##### RECORDED INFORMATION #####

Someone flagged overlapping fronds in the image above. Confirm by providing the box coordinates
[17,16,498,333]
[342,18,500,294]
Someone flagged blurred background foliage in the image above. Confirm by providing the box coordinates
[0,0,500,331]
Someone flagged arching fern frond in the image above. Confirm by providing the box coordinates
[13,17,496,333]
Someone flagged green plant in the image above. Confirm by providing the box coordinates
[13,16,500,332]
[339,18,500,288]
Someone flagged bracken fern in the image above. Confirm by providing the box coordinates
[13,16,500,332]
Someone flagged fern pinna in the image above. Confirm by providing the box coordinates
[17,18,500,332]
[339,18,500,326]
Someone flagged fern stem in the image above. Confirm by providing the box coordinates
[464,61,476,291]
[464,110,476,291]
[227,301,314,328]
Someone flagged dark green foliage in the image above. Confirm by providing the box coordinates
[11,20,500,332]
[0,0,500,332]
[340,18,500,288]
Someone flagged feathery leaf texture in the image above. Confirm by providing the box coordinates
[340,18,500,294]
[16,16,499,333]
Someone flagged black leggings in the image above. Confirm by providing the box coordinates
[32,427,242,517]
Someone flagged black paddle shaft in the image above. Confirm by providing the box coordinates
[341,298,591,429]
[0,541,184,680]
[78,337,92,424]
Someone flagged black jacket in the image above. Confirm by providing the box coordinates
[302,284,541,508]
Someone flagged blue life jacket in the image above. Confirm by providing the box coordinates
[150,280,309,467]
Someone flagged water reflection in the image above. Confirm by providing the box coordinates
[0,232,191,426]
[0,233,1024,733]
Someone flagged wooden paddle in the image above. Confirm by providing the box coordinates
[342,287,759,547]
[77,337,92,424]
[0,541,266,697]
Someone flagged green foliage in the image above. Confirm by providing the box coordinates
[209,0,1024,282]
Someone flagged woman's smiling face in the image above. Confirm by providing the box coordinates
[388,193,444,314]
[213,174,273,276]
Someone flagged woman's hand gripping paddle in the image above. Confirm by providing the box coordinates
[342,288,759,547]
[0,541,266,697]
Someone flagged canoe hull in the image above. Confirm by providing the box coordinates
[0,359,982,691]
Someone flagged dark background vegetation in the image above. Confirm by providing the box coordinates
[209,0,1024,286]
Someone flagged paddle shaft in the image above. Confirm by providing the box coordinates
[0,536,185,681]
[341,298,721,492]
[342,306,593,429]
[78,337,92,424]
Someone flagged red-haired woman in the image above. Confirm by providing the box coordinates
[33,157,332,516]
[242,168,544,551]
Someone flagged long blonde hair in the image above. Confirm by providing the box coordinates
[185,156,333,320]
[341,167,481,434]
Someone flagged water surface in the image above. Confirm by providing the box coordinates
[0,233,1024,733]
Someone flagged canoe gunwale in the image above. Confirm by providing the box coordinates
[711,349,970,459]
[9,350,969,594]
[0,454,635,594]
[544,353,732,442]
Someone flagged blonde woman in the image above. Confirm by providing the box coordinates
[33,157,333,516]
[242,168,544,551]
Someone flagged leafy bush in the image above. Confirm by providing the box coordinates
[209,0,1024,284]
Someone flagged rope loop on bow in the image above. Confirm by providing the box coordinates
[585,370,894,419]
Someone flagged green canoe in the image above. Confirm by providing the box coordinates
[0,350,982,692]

#####

AIM: Rewrite the records from the start through the line with "[213,174,273,276]", both ends included, keeping the requests and offsetting every box coordinate in the answers by -55.

EXPECTED OUTPUT:
Someone flagged overlapping fronds in the image above. Confirm by providing the box coordinates
[-38,-39,443,278]
[287,-37,445,239]
Someone flagged blurred background foliage in the image above. Confirm by providing the box coordinates
[-55,-55,445,276]
Someone flagged arching fern frond in the image above. Confirm by providing the box coordinates
[-42,-38,441,278]
Someone flagged green plant in the image above. Confirm by providing the box coordinates
[-42,-39,445,277]
[284,-37,445,233]
Someone flagged bracken fern in the image above. Confirm by providing the box coordinates
[-42,-39,445,277]
Someone flagged fern pinna in the image above. Confirm by providing the box coordinates
[-38,-37,445,277]
[284,-37,445,271]
Someone flagged fern stem in the image above. Confirm by providing the box coordinates
[409,6,421,236]
[409,55,421,236]
[172,246,259,273]
Someone flagged dark green foliage in the image above. Confirm by providing the box coordinates
[-44,-35,445,277]
[-55,-55,445,277]
[285,-37,445,233]
Someone flagged feathery leaf texture in the image above. Confirm by providing the box coordinates
[285,-37,445,239]
[-39,-39,444,278]
Someone flagged black leggings in the image above. Confirm by providing the box coordinates
[-23,372,187,462]
Someone flagged black paddle shaft in the image above. Confirm by providing the box coordinates
[286,243,536,374]
[-55,486,129,625]
[23,282,37,369]
Someone flagged black jacket in the image above. Confirm by providing the box coordinates
[247,229,486,453]
Someone flagged blue life jacket in the image above. Confirm by providing the box coordinates
[95,225,254,412]
Someone flagged water reflection in the image above. Confirm by providing the box coordinates
[-55,177,136,371]
[-55,178,969,678]
Someone flagged wooden paddle in the image above. Confirm by providing the box coordinates
[287,232,704,492]
[22,282,37,369]
[-55,486,211,642]
Someone flagged green foliage in the image above. Confirm by providing the box coordinates
[154,-55,969,227]
Someone flagged woman's smiling face in the image above. Confirm by providing the box coordinates
[333,138,389,259]
[158,119,218,221]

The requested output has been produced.